◆ **REQUIRED ACTION**
Every line below must be given again exactly.

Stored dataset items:

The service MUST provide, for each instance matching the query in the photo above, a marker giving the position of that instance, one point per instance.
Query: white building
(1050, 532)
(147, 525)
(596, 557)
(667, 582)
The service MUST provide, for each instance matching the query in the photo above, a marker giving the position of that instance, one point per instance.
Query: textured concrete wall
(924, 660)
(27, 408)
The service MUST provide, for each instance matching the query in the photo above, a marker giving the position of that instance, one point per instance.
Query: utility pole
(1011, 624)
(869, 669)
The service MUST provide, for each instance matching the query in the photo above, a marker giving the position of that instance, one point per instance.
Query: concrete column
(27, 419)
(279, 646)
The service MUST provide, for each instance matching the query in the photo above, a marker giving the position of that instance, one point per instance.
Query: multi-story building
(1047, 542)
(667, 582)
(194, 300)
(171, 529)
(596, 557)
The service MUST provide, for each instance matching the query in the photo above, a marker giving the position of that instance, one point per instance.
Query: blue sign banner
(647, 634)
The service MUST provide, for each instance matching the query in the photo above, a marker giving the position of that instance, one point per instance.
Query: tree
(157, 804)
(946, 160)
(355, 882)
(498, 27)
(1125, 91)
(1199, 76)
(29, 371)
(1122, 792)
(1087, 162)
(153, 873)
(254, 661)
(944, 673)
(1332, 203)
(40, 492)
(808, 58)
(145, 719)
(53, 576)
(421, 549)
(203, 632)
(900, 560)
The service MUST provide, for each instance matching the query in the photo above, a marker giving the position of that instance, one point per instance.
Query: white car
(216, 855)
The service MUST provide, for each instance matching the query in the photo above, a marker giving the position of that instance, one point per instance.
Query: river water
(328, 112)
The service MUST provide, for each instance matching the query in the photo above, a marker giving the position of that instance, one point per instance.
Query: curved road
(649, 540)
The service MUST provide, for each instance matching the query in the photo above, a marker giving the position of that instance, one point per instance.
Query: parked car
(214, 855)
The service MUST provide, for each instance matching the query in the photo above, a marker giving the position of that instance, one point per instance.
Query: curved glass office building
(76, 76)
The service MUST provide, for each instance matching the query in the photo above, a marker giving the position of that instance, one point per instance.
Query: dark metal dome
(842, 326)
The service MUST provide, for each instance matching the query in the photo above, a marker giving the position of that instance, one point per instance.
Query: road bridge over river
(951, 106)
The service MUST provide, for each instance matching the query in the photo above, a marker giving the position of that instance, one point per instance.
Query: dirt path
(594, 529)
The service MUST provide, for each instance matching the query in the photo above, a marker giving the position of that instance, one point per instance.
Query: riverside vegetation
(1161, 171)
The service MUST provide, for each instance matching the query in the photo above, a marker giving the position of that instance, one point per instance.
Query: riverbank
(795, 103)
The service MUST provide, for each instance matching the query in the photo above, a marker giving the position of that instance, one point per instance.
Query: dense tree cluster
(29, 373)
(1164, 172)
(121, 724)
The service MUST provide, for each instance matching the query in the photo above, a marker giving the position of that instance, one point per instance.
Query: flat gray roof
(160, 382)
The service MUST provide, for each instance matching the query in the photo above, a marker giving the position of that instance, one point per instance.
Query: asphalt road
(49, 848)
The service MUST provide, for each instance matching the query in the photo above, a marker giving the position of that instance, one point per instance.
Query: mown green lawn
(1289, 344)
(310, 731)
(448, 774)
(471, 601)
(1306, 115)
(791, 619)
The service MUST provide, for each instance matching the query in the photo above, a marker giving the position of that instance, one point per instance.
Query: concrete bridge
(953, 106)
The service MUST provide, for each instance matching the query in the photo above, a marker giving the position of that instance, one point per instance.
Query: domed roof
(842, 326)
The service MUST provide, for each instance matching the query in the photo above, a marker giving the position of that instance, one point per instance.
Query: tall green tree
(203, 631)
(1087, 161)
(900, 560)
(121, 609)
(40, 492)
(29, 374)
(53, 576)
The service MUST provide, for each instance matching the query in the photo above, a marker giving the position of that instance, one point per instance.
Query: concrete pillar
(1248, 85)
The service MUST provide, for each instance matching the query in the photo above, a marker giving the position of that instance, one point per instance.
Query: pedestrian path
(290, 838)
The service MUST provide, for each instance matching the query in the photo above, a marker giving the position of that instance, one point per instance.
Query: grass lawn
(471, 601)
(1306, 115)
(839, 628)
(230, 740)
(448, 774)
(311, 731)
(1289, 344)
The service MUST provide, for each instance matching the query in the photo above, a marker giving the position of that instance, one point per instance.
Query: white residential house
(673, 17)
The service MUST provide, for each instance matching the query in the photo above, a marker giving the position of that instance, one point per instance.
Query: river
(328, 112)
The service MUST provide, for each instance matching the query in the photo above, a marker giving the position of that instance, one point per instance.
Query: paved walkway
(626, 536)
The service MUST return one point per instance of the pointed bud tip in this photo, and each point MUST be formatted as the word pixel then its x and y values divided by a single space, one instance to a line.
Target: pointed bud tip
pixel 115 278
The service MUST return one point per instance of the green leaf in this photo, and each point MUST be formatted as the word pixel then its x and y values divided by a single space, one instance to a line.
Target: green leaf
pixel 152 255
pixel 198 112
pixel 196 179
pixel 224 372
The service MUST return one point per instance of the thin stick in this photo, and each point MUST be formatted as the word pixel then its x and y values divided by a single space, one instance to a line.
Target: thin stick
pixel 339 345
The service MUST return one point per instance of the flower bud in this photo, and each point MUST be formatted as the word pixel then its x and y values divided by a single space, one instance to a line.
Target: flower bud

◆ **SOLVED PROBLEM**
The service MUST provide, for each instance matching the query in the photo above, a marker giving the position of that instance, one point per instance.
Query: white building
(1050, 532)
(147, 525)
(596, 557)
(667, 582)
The service MUST provide, for each instance matching the query in the photo above, a marker giving the position of that instance, one point per instance.
Query: textured concrete wall
(924, 660)
(27, 408)
The service MUST provide, for each instance matching the query in the photo above, a marker giving the position of that instance, one point per instance.
Query: utility pole
(1011, 624)
(869, 669)
The service MUST provide, for each instance matching the query in the photo above, a marker giving the position of that instance, one point per instance.
Query: concrete column
(27, 419)
(279, 646)
The service MUST provide, for each instance matching the query in the photo above, a marker giving the position of that instance, one point per instance.
Query: multi-story building
(1047, 542)
(667, 582)
(194, 300)
(171, 529)
(596, 557)
The service MUST provide, for each instance matching the query in the photo above, a marker giving the position of that instance, one point per instance.
Query: blue sign banner
(647, 634)
The service MUST provide, for each instance matching the query in the photo above, a marker giving the position of that instance, one point per instance.
Query: tree
(157, 804)
(946, 160)
(355, 882)
(498, 27)
(1125, 91)
(1199, 76)
(29, 371)
(1122, 792)
(1087, 162)
(153, 873)
(254, 661)
(944, 673)
(1332, 203)
(40, 492)
(808, 58)
(145, 719)
(53, 576)
(421, 549)
(203, 632)
(900, 560)
The service MUST provide, for each instance matching the query in the photo above, a marker giving the position of that instance, one point per instance.
Query: white car
(216, 855)
The service MUST provide, for each instance matching the query in the photo above, a marker giving the position of that instance, one point per instance.
Query: river water
(328, 112)
The service MUST provide, for each instance matching the query in the photo above, a marker giving the position of that instance, one point per instance.
Query: curved road
(649, 540)
The service MUST provide, for each instance matching the query in the photo above, a marker giving the position of that instance, one point per instance.
Query: parked car
(214, 855)
The service MUST provide, for each instance matching the query in the photo above, a marker giving the position of that instance, one point per instance.
Query: curved glass office building
(76, 76)
The service MUST provide, for each instance matching the query in the photo above, a marker giving the position of that instance, one point per instance.
Query: dark metal dome
(842, 326)
The service MUST provide, for each instance matching the query in the photo above, a marker giving the position of that instance, one point per instance.
Query: road bridge over river
(951, 106)
The service MUST provide, for each instance matching the query in the photo above, a marker giving the position of that instance, one point per instance.
Query: dirt path
(594, 529)
The service MUST provide, for each instance matching the query in the photo above, a marker giving the position of that instance, one point per instance.
Query: riverside vegetation
(1161, 171)
The service MUST provide, for each instance matching the query in the photo above, a marker giving the position of that instance, one point per instance.
Query: riverbank
(795, 103)
The service MUST provide, for each instance matching the query in the photo above, a marker giving the position of that instance, one point per instance.
Query: dense tree cluster
(29, 373)
(1164, 172)
(121, 724)
The service MUST provide, for each instance matching the query in the photo above, a marker giving the position of that instance, one point per instance.
Query: flat gray roof
(160, 382)
The service MUST provide, for each instance matching the query in the photo above, a marker giving the position of that instance, one point per instance.
Query: asphalt road
(49, 848)
The service MUST provide, for each instance matching the query in the photo above, a marker giving the position of that instance, one point per instance.
Query: mown green lawn
(1289, 344)
(310, 731)
(448, 774)
(471, 601)
(1306, 115)
(791, 619)
The service MUST provide, for each instance matching the query in the photo above, a marker giving the position of that instance, one point per instance.
Query: concrete bridge
(953, 106)
The service MUST provide, for each instance matching the query in the photo above, a marker giving the position of that instance, one point per instance.
Query: domed roof
(842, 326)
The service MUST provide, for each instance matching the query in the photo above, a marker giving the position of that instance, one point per instance.
Query: tall green tree
(203, 631)
(1087, 161)
(900, 560)
(121, 609)
(40, 492)
(29, 374)
(53, 576)
The service MUST provide, for each instance matching the query in the photo above, a marker giving the position of that instance, one point per instance.
Query: concrete pillar
(1248, 85)
The service MUST provide, for each instance matching the query in the photo above, a marker giving the position of that instance, one point per instance.
Query: pedestrian path
(290, 838)
The service MUST provide, for each instance matching the query in the photo above, a marker giving the position of that instance, one point per instance.
Query: grass lawn
(471, 601)
(1306, 115)
(839, 628)
(230, 740)
(448, 774)
(311, 731)
(1289, 344)
The service MUST provide, for each instance matching the query in the photo above, a marker giving the position of that instance, one point per instance.
Query: white residential house
(673, 17)
The service MUST provide, for each instance matching the query in the photo above, a marker giving the position of that instance, one point per instance.
Query: river
(328, 112)
The service MUST provide, for each instance matching the query in the photo above, a marker giving the position of that instance, one point per instance.
Query: paved walkway
(626, 536)
The service MUST return one point per instance of the pointed bud tip in this photo, and each point MUST be formatted as the word pixel then its x and y values divided by a single space, one instance to a line.
Target: pointed bud tip
pixel 115 278
The service MUST return one point per instance of the green leaf in this photo, and each point MUST be formatted as the word pixel then its x and y values divided by a single space, one instance to a line.
Target: green leaf
pixel 152 255
pixel 198 112
pixel 196 179
pixel 224 372
The service MUST return one point per instance of the thin stick in this photo, and each point MUST be formatted as the word pixel then its x and y values divided by a single space, one instance to a line.
Target: thin stick
pixel 339 345
The service MUST return one point per instance of the flower bud in this photo, and each point MUST be formatted as the word pixel then its x and y values divided by a single space, one instance to a line.
Target: flower bud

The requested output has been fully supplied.